▽
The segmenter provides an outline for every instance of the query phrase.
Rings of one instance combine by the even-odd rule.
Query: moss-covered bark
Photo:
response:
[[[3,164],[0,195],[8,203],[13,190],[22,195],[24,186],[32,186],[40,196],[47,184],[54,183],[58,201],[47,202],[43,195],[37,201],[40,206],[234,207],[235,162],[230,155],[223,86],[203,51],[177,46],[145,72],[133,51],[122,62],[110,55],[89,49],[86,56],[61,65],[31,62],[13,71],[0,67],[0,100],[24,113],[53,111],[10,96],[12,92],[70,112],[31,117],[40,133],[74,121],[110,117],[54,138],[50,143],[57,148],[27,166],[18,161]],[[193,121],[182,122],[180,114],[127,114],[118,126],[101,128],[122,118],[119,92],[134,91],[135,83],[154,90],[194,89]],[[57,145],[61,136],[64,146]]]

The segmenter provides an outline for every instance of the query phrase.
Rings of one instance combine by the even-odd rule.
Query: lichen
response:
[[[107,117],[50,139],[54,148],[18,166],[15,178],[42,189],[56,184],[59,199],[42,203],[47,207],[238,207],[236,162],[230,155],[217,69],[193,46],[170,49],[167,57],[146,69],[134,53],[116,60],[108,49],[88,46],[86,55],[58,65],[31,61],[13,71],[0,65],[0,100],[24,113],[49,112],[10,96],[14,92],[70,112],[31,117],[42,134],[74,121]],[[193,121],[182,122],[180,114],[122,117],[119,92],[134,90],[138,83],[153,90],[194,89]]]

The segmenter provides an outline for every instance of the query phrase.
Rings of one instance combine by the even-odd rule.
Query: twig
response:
△
Reproduce every line of the records above, character for character, with nothing added or left out.

The segmenter provides an outline for every instance of the query phrase.
Rings of one instance combine by the even-odd rule.
Query: moss-covered bark
Photo:
response:
[[[3,164],[0,195],[8,203],[13,190],[22,195],[24,186],[32,186],[40,196],[47,184],[54,183],[58,201],[47,202],[43,195],[37,201],[40,206],[234,207],[235,162],[230,155],[223,86],[203,51],[177,46],[145,72],[133,51],[122,62],[110,55],[89,49],[86,56],[61,65],[31,62],[13,71],[0,67],[0,100],[24,113],[53,111],[10,96],[12,92],[70,112],[31,117],[40,133],[74,121],[110,117],[54,138],[50,143],[57,148],[27,166],[18,161]],[[193,121],[182,122],[180,114],[127,114],[118,126],[101,128],[122,118],[119,92],[134,91],[135,83],[154,90],[194,89]],[[57,145],[61,136],[64,146]]]

The segmenter provides an outline for every instance of the query phrase.
Rings of one instance combine by the even-odd rule.
Query: lichen
response:
[[[107,117],[50,139],[54,148],[18,166],[15,178],[42,189],[56,184],[59,199],[42,203],[47,207],[238,207],[236,162],[230,155],[217,69],[193,46],[170,49],[167,57],[146,69],[134,53],[116,60],[108,49],[88,46],[86,55],[58,65],[31,61],[13,71],[0,65],[0,100],[24,113],[49,112],[10,96],[14,92],[70,112],[31,117],[42,134],[74,121]],[[193,121],[182,122],[180,114],[122,117],[119,92],[134,90],[138,83],[153,90],[194,89]]]

The segmenter provides an outline for every instance of the query phrase.
Rings of one instance combine by the even-odd rule.
Query: twig
response:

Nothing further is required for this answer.